● The problem: Pictures do not belong in your copy. Repeat all the other data exactly.

● Supplied records:
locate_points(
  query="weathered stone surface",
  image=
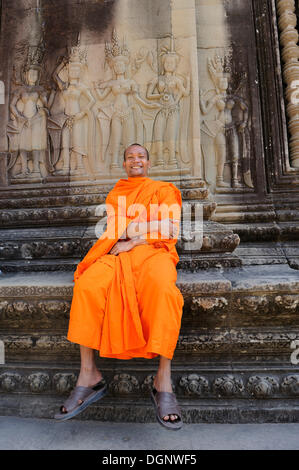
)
(236, 358)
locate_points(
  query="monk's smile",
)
(136, 162)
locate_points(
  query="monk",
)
(125, 302)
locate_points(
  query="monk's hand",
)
(121, 246)
(169, 228)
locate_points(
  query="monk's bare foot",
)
(162, 383)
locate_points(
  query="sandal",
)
(165, 403)
(87, 395)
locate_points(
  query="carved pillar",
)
(290, 54)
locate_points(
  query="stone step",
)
(43, 249)
(205, 394)
(247, 314)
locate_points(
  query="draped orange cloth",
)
(128, 305)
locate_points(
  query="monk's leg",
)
(89, 374)
(162, 381)
(87, 314)
(161, 305)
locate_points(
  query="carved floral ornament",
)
(192, 385)
(75, 124)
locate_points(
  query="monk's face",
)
(136, 162)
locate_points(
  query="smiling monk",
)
(126, 303)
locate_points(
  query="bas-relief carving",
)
(71, 123)
(225, 130)
(125, 113)
(168, 89)
(66, 126)
(287, 21)
(27, 128)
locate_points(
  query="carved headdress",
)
(115, 49)
(218, 69)
(35, 57)
(169, 51)
(77, 55)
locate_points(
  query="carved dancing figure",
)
(71, 122)
(168, 89)
(27, 128)
(126, 117)
(226, 132)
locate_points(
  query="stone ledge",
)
(237, 411)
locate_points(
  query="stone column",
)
(290, 55)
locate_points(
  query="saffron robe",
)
(128, 305)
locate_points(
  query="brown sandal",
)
(165, 403)
(87, 395)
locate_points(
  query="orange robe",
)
(128, 305)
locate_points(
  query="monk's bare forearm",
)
(141, 228)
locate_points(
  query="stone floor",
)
(44, 434)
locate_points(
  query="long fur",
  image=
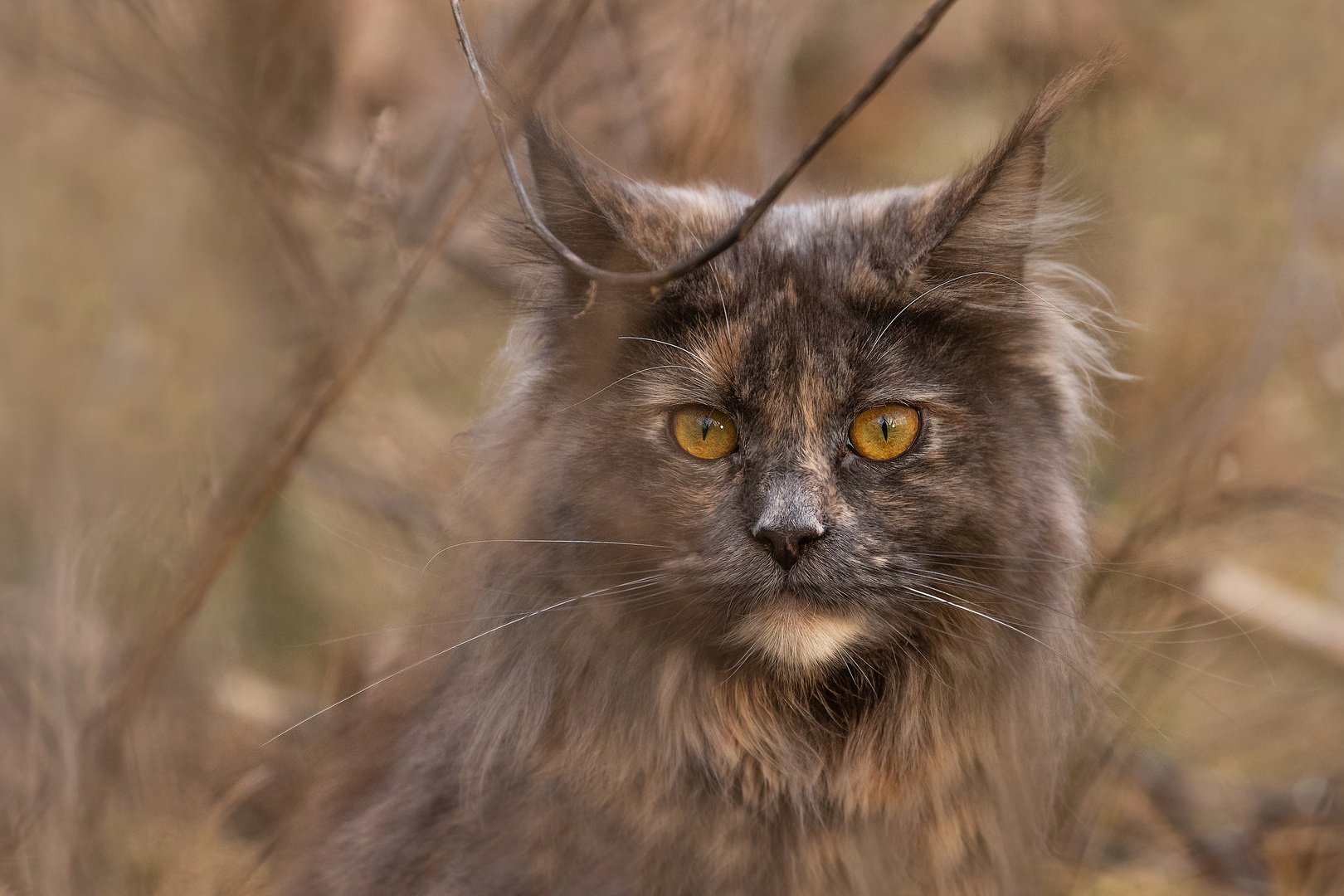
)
(676, 713)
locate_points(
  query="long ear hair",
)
(986, 218)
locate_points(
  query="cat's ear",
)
(986, 218)
(590, 212)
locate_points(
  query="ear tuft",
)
(986, 218)
(577, 204)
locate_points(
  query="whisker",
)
(626, 544)
(433, 655)
(647, 370)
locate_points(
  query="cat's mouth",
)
(799, 635)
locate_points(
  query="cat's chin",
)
(799, 638)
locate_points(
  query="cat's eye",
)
(704, 431)
(884, 433)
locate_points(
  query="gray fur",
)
(647, 738)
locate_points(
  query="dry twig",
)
(754, 212)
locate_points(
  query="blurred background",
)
(251, 285)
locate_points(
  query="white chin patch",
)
(799, 638)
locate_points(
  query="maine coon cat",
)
(786, 553)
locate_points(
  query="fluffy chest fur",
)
(778, 661)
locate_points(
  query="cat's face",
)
(852, 431)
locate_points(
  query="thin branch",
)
(754, 212)
(1269, 605)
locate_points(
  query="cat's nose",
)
(786, 539)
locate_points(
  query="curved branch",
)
(754, 212)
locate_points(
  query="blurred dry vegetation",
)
(214, 212)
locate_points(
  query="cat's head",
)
(852, 431)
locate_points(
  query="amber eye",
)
(704, 431)
(884, 433)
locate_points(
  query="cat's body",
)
(788, 670)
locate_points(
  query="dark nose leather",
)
(785, 540)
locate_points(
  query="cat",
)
(780, 590)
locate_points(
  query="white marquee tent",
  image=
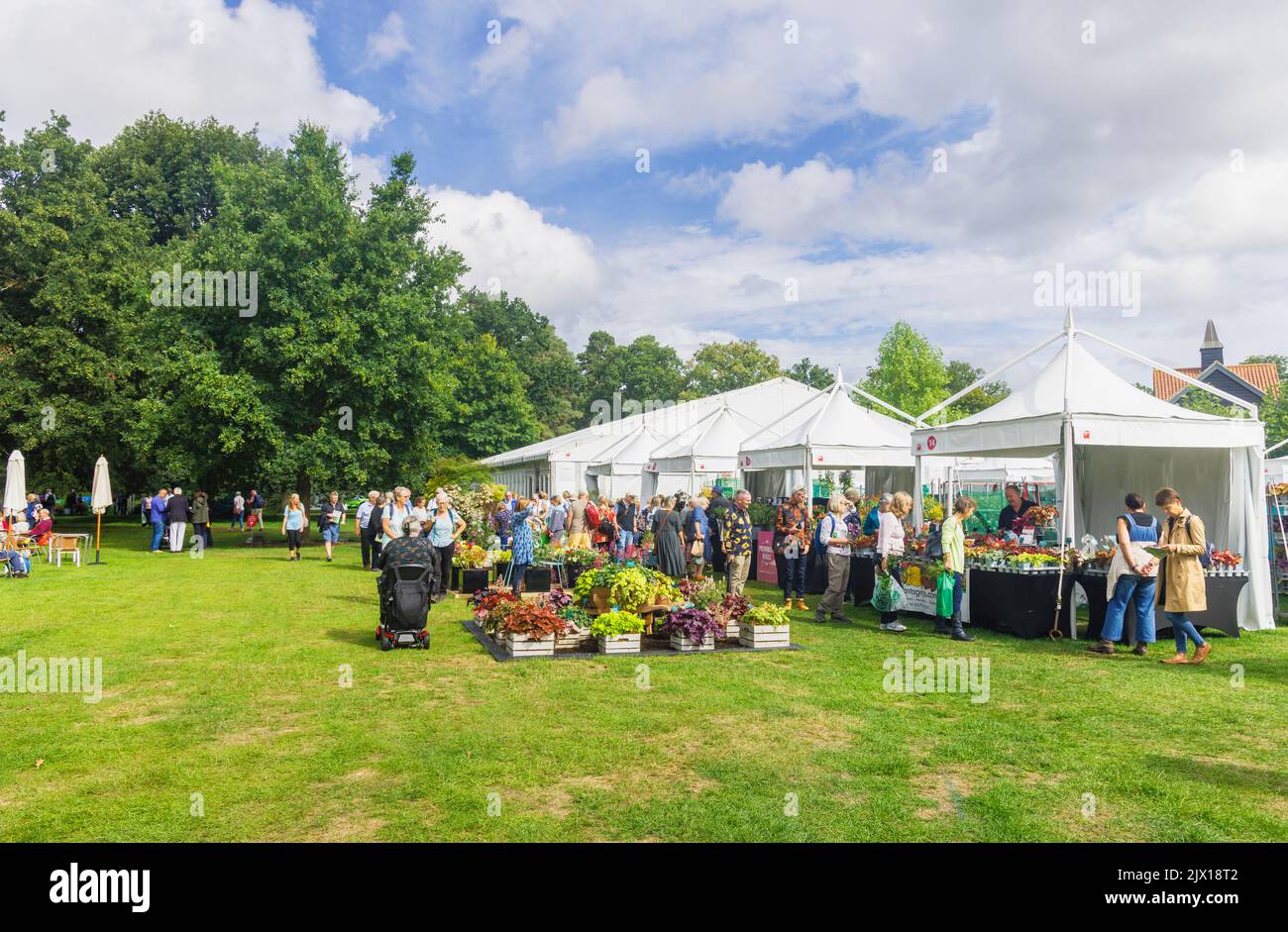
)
(616, 470)
(563, 463)
(828, 433)
(697, 456)
(1109, 438)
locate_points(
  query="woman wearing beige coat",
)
(1181, 583)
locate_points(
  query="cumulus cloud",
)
(106, 64)
(503, 239)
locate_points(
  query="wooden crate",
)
(684, 645)
(524, 645)
(621, 644)
(761, 636)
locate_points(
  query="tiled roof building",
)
(1249, 381)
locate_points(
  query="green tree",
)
(456, 470)
(909, 373)
(71, 279)
(810, 373)
(728, 365)
(553, 378)
(493, 412)
(960, 374)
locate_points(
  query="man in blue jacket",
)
(159, 519)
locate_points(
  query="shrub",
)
(765, 614)
(694, 623)
(613, 623)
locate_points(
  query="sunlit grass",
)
(222, 678)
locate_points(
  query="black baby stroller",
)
(404, 606)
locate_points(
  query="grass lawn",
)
(222, 677)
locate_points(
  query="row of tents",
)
(1074, 422)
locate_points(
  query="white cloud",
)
(502, 237)
(106, 64)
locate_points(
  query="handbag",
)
(944, 595)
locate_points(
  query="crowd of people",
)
(699, 535)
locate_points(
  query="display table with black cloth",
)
(1223, 610)
(1019, 601)
(863, 576)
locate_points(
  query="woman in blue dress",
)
(1132, 575)
(520, 550)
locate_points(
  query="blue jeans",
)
(1183, 626)
(794, 576)
(1140, 591)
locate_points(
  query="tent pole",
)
(917, 516)
(1065, 519)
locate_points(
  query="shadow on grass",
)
(365, 636)
(1218, 773)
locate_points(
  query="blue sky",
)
(879, 161)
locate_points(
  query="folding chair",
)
(64, 545)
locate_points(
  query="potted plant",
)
(692, 630)
(469, 568)
(729, 612)
(489, 609)
(617, 632)
(765, 626)
(531, 630)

● Response to the exercise:
locate_points(
  query="weathered stone surface",
  image=
)
(236, 358)
locate_points(
  query="monk's smile",
)
(136, 162)
locate_points(
  query="monk",
)
(125, 302)
locate_points(
  query="monk's hand",
)
(121, 246)
(169, 228)
locate_points(
  query="monk's bare foot",
)
(162, 383)
locate_points(
  query="sandal",
)
(165, 403)
(87, 395)
locate_points(
  query="carved pillar",
)
(290, 54)
locate_points(
  query="stone step",
)
(43, 249)
(205, 394)
(247, 314)
locate_points(
  query="draped orange cloth",
)
(128, 305)
locate_points(
  query="monk's leg",
)
(89, 374)
(162, 381)
(87, 314)
(161, 305)
locate_points(
  query="carved floral ornament",
)
(192, 385)
(75, 124)
locate_points(
  query="monk's face",
)
(136, 162)
locate_points(
  query="smiling monk",
)
(126, 303)
locate_points(
  query="bas-relief carving",
)
(71, 123)
(225, 130)
(125, 113)
(168, 89)
(66, 126)
(287, 21)
(27, 128)
locate_points(
  query="carved headdress",
)
(115, 49)
(218, 69)
(35, 57)
(169, 51)
(77, 55)
locate_points(
  query="carved dancing figure",
)
(71, 122)
(168, 89)
(27, 128)
(126, 117)
(226, 132)
locate_points(
  query="stone ledge",
)
(237, 411)
locate_points(
  query="stone column",
)
(290, 55)
locate_points(
  query="saffron robe",
)
(128, 305)
locate_points(
  query="brown sandal",
)
(165, 403)
(87, 395)
locate_points(
  query="orange robe",
)
(128, 305)
locate_points(
  query="monk's bare forearm",
)
(141, 228)
locate_points(
  query="stone floor",
)
(44, 434)
locate_points(
  query="long fur",
  image=
)
(676, 713)
locate_points(
  query="long ear hair",
)
(986, 218)
locate_points(
  query="cat's ear",
)
(986, 218)
(590, 212)
locate_points(
  query="ear tuft",
)
(986, 218)
(577, 204)
locate_points(
  query="whisker",
)
(626, 544)
(433, 655)
(647, 370)
locate_points(
  query="cat's mouth",
)
(799, 635)
locate_points(
  query="cat's chin",
)
(799, 638)
locate_points(
  query="cat's eye",
)
(704, 431)
(884, 433)
locate_points(
  query="gray fur",
)
(647, 738)
locate_points(
  query="dry twig",
)
(754, 212)
locate_points(
  query="blurred background",
)
(251, 285)
locate_points(
  query="white chin patch",
)
(799, 638)
locate_points(
  query="maine coon cat",
)
(786, 553)
locate_points(
  query="fluffy chest fur",
)
(778, 661)
locate_points(
  query="cat's face",
)
(852, 431)
locate_points(
  query="thin branch",
)
(754, 212)
(1269, 605)
locate_points(
  query="cat's nose",
)
(786, 539)
locate_points(
  query="curved branch",
)
(754, 212)
locate_points(
  query="blurred dry vegetation",
)
(214, 212)
locate_points(
  query="cat's head",
)
(852, 431)
locate_points(
  query="amber eye",
)
(704, 431)
(884, 433)
locate_points(
  query="cat's body",
)
(788, 670)
locate_points(
  query="dark nose leather",
)
(785, 540)
locate_points(
  query="cat",
)
(780, 590)
locate_points(
  query="white marquee tent",
  image=
)
(616, 470)
(563, 463)
(828, 433)
(697, 456)
(1109, 438)
locate_points(
  query="woman wearing beige coat",
)
(1181, 583)
locate_points(
  query="cumulus cloud",
)
(106, 64)
(503, 239)
locate_points(
  query="wooden crate",
)
(684, 645)
(524, 645)
(621, 644)
(761, 636)
locate_points(
  query="tiled roof building",
)
(1249, 381)
locate_points(
  query="green tree",
)
(456, 470)
(909, 373)
(71, 279)
(810, 373)
(728, 365)
(553, 378)
(493, 412)
(960, 374)
locate_points(
  query="man in blue jacket",
)
(159, 519)
locate_points(
  query="shrub",
)
(765, 614)
(694, 623)
(613, 623)
locate_points(
  query="sunlit grass",
)
(222, 678)
locate_points(
  query="black baby stroller",
)
(404, 606)
locate_points(
  query="grass lawn",
)
(222, 677)
locate_points(
  query="row of tents",
)
(1074, 422)
locate_points(
  query="white cloud",
)
(502, 237)
(106, 64)
locate_points(
  query="handbag",
)
(944, 595)
locate_points(
  query="crowd of people",
)
(699, 535)
locate_points(
  query="display table with black cloth",
)
(1223, 610)
(1019, 601)
(863, 576)
locate_points(
  query="woman in blue dress",
)
(1132, 575)
(520, 550)
locate_points(
  query="blue jeans",
)
(1183, 626)
(794, 576)
(1140, 591)
locate_points(
  query="tent pole",
)
(917, 516)
(1065, 519)
locate_points(
  query="shadow on grass",
)
(365, 636)
(1218, 773)
locate_points(
  query="blue sky",
)
(879, 161)
locate_points(
  query="folding chair",
)
(64, 545)
locate_points(
  query="potted plant",
)
(692, 630)
(469, 568)
(729, 612)
(489, 609)
(617, 632)
(765, 626)
(531, 630)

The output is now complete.